- Directions for this task:
Output the lines of the listing below as a Markdown table with the columns "No." and "Text", beginning at the line that contains "Where can the blue" and stopping after the line that contains "Target: blue lawn chair". Leave out blank lines and any pictures.

- Source material:
**********

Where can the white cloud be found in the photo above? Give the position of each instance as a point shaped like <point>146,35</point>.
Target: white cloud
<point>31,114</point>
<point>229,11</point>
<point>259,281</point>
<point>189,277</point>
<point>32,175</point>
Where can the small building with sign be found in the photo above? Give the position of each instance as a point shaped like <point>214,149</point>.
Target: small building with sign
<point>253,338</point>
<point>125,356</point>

**********

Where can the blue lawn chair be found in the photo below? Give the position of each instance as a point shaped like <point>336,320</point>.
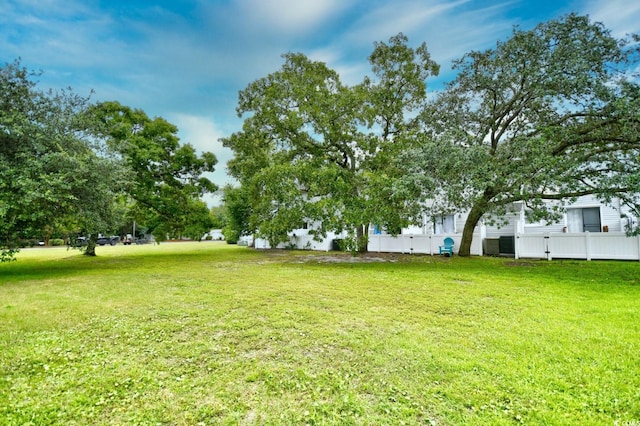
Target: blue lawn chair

**********

- Output of the task:
| No. | Text |
|---|---|
| 1 | Where can the blue lawn chair be found in the photo below? Give the position of each instance as a point shaped like <point>336,320</point>. |
| 2 | Target: blue lawn chair |